What you have to do >>
Answer these from the comment thread below, one per line:
1. What button does fm6's old VCR have?
2. Which show does Camann hate watching on ABC's site?
3. Which browser does kalirion use with ABC's player?

I don't think these services are worthless, but I do agree that in general they are currently overvalued a bit and that prevents seeing wider use.

Re:The problem... (1)

Lumpy (12016) | more than 5 years ago | (#27387655)

When watching television, you see what you see, unless you flip the channel.

Unless you are one of us EVIL people that built a mythtv box or other non-crippled DVR that allows you to do commercial skipping.

but then people like me are evil, the cause of the economic downfall and by skipping commercials are probably helping the terrorists.

Re:The problem... (1)

fm6 (162816) | more than 5 years ago | (#27389363)

Or own an old-fashioned VCR (mine has a "skip 30 seconds" button), a mute button, or the simple ability to tune out the repetitive crap.

Re:The problem... (0)

Anonymous Coward | more than 5 years ago | (#27387843)

The problem with an online model is that it may or may not be possible to block the ads.

You mean like tivo?

The commercial said it all... (-1, Offtopic)

TheLeopardsAreComing (1206632) | more than 5 years ago | (#27387021)

Didn't you see the commercial.... Alec Baldiwn is an alien, ALEC BALDWIN!

You mean the volume button will finally work? (2, Funny)

bombastinator (812664) | more than 5 years ago | (#27387023)

ABC can't seem to keep their stuff together with their video client. the volume button is autistic, and the continue feature in which you are forced to hit a button to acknowledge that you watched their ad is recognized as a clickjack by modern browsers.
They don't need HULU they need decent software.

Re:You mean the volume button will finally work? (1)

Camann (1486759) | more than 5 years ago | (#27387253)

I don't really care that each station comes up with unique solution XYZ that's decent. I'd rather they join up with Hulu, which so far has worked fine for me. My first thought at the headline was, "Finally". I really hate using ABC's site to watch Lost. I really hope they go through with this.

Re:You mean the volume button will finally work? (1)

drquoz (1199407) | more than 5 years ago | (#27388937)

I, for one, welcome our new volume-adjusting overlords, because it means I'll finally be able to watch Hannah Montana for free! Yee-hah!

Re:You mean the volume button will finally work? (1)

kalirion (728907) | more than 5 years ago | (#27389311)

he volume button is autistic, and the continue feature in which you are forced to hit a button to acknowledge that you watched their ad is recognized as a clickjack by modern browsers.

Hmm, I use the volume control on my speakers and IE6 to use their player. No wonder I haven't had any problems watching Scrubs and Better Of Ted.

What they really need to do (1, Interesting)

Anonymous Coward | more than 5 years ago | (#27387059)

Supplied material >>

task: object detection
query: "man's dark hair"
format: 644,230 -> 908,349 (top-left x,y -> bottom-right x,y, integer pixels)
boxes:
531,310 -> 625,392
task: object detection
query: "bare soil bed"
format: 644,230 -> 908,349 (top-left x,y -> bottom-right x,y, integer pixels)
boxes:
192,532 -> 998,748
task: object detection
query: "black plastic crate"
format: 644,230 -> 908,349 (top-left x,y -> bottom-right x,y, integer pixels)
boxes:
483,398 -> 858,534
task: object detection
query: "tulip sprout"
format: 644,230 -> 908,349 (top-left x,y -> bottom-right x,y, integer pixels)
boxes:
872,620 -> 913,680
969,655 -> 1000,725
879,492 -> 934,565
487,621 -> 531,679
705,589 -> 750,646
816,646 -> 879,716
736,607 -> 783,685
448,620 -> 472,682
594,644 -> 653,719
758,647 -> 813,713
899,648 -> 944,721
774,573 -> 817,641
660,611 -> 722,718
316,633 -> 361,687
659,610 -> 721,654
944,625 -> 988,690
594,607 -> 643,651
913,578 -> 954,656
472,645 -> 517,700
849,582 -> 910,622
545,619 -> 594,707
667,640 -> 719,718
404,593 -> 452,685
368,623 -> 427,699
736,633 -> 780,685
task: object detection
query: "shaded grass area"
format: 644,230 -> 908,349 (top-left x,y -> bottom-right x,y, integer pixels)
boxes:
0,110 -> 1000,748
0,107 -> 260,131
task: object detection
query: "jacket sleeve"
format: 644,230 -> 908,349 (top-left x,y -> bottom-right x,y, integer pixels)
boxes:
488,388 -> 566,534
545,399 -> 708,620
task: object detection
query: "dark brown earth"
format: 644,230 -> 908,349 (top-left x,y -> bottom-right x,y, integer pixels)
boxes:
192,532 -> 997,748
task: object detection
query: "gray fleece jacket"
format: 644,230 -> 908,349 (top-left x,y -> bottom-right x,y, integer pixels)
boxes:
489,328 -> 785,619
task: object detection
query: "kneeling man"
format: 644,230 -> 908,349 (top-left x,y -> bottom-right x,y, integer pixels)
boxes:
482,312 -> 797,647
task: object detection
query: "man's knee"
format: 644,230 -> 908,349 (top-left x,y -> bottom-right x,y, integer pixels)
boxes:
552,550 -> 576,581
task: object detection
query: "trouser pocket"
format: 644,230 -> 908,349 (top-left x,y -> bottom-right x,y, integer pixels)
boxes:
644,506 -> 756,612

Finished task >>
1. A "skip 30 seconds" button.
2. Lost.
3. IE6.